→ Prompt: Every line from the one with "Exercise. Point out the hole" to the one with "Find the second", including those two, is to be copied exactly; all other lines of the entries below are left out.

=== Section Start ===

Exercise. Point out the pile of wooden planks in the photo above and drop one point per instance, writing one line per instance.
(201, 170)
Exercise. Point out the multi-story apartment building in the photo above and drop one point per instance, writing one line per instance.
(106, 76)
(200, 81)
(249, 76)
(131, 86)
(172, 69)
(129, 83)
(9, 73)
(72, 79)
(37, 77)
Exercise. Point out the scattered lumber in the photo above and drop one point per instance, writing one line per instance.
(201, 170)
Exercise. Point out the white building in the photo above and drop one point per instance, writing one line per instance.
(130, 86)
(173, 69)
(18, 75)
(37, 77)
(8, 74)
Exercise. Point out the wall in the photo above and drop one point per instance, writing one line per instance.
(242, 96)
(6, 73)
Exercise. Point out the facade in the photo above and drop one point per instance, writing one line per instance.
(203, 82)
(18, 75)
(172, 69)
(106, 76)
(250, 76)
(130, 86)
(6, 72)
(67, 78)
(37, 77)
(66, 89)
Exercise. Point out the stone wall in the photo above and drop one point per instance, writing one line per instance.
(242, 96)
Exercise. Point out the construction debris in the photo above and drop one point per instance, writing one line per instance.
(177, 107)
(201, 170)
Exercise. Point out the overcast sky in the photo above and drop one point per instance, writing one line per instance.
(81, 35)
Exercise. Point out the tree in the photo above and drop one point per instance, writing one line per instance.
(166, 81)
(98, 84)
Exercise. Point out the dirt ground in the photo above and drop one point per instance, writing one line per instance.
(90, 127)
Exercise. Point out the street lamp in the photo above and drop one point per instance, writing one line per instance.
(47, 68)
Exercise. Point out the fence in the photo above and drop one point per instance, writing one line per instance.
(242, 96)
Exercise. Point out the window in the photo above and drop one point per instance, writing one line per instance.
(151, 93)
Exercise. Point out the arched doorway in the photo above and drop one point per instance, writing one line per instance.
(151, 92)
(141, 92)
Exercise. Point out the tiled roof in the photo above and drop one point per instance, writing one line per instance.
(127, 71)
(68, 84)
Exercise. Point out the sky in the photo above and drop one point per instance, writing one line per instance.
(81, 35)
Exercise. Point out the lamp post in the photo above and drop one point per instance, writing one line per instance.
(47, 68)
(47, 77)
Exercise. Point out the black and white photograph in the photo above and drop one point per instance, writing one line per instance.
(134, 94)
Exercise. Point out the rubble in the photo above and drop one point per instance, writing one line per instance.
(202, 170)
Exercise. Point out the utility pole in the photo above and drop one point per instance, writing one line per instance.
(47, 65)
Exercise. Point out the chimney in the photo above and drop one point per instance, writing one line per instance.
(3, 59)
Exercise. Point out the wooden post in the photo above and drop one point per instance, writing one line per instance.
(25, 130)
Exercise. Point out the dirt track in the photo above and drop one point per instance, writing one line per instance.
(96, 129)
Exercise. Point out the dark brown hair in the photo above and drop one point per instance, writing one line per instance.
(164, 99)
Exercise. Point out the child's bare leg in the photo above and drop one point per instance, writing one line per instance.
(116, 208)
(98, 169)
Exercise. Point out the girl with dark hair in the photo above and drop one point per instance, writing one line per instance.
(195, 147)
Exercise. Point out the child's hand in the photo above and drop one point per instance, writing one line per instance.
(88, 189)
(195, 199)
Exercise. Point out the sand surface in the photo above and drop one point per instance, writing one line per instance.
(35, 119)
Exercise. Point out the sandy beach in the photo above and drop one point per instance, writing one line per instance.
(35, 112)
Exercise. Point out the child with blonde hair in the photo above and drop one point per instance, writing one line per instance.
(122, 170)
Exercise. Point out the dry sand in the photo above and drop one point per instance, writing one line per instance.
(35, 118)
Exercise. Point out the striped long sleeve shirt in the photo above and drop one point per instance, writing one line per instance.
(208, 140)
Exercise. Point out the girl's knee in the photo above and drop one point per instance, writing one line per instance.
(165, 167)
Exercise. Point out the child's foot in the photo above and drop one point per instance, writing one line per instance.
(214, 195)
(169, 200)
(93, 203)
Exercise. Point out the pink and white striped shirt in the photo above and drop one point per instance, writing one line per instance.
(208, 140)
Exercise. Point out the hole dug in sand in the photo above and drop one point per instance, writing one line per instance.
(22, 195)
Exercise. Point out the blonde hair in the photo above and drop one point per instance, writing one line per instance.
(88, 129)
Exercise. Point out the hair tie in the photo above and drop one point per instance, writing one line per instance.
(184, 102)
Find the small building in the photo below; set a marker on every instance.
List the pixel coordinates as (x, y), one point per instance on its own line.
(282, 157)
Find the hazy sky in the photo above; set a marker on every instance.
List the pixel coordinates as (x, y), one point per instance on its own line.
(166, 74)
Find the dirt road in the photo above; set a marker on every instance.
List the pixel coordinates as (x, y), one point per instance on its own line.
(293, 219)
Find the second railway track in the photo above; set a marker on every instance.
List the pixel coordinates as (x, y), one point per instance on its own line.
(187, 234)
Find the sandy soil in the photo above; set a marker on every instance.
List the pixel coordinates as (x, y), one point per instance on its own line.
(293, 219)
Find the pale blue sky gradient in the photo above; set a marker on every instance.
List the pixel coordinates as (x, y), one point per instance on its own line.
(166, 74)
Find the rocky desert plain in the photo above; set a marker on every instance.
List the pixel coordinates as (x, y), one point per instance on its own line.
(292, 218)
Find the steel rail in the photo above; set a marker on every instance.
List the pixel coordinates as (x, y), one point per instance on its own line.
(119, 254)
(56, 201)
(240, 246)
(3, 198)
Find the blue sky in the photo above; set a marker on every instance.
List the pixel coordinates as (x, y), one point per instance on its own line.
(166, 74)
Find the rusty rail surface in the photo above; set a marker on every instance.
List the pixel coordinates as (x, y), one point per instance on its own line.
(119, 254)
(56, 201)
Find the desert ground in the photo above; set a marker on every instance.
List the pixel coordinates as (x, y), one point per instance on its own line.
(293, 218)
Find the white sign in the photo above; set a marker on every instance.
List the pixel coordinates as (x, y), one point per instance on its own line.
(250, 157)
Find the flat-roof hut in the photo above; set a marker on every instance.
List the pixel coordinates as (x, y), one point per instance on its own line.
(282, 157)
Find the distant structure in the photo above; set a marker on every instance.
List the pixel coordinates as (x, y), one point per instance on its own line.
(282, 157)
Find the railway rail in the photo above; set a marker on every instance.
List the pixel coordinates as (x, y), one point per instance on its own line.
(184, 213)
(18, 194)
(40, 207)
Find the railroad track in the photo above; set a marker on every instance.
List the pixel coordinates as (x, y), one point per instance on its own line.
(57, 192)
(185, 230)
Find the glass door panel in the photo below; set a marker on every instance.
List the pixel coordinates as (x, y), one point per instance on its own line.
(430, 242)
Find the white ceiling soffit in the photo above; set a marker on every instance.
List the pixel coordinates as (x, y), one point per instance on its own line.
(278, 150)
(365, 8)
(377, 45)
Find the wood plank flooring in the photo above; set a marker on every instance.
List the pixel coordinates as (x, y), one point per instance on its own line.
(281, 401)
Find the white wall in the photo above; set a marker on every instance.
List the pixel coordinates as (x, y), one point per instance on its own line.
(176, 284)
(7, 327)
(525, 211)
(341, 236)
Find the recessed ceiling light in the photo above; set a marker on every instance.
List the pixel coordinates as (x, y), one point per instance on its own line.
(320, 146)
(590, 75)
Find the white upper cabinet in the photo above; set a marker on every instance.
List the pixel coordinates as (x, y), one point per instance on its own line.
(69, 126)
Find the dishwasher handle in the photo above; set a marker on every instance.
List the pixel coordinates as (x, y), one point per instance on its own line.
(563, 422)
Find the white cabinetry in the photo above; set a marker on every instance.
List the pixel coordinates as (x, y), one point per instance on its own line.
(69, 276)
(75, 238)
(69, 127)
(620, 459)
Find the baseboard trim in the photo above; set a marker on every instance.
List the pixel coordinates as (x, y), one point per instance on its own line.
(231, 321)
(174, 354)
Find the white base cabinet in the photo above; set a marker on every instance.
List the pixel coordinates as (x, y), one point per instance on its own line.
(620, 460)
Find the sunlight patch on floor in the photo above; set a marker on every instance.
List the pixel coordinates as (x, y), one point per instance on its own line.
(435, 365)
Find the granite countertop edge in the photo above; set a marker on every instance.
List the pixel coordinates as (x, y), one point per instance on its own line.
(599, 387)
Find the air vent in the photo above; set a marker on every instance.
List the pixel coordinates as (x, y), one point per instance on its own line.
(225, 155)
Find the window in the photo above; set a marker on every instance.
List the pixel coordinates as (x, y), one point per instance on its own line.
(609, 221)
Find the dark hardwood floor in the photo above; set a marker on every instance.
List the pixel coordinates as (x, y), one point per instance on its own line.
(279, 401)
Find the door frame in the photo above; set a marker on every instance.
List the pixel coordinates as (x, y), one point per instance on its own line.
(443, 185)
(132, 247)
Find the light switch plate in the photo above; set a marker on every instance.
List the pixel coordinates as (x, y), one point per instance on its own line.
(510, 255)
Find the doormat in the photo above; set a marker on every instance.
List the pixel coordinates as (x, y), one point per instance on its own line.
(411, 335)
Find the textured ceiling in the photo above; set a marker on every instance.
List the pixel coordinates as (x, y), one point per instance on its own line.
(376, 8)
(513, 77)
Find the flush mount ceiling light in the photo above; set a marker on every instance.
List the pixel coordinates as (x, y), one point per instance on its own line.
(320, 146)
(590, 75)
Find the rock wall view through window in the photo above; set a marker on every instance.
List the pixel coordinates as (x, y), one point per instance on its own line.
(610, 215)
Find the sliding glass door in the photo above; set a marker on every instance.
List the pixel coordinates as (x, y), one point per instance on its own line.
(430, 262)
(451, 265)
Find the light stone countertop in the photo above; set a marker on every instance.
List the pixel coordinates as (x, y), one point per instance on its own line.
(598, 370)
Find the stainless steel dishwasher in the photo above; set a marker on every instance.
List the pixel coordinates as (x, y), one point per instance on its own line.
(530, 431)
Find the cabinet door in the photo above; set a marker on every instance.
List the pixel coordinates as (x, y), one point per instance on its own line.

=== Section End ===

→ Answer space:
Exercise. Point out the hole dug in sand in the photo above and drop one point per instance, writing one line per instance.
(22, 195)
Exercise. Point out the blonde hair in the photo above and drop one point per instance, writing one line per instance.
(88, 129)
Exercise. Point out the hair tie in the photo above and drop one point per instance, writing one line per instance.
(184, 102)
Find the small building in the photo below; set a marker on every instance.
List the pixel coordinates as (x, y), one point per instance on its own line.
(282, 157)
Find the hazy sky in the photo above; set a marker on every instance.
List the pixel coordinates as (x, y), one point per instance on its own line.
(166, 74)
Find the dirt road in the photo above; set a marker on every instance.
List the pixel coordinates as (x, y), one point per instance on its own line.
(293, 219)
Find the second railway track in the photo above; set a marker on every instance.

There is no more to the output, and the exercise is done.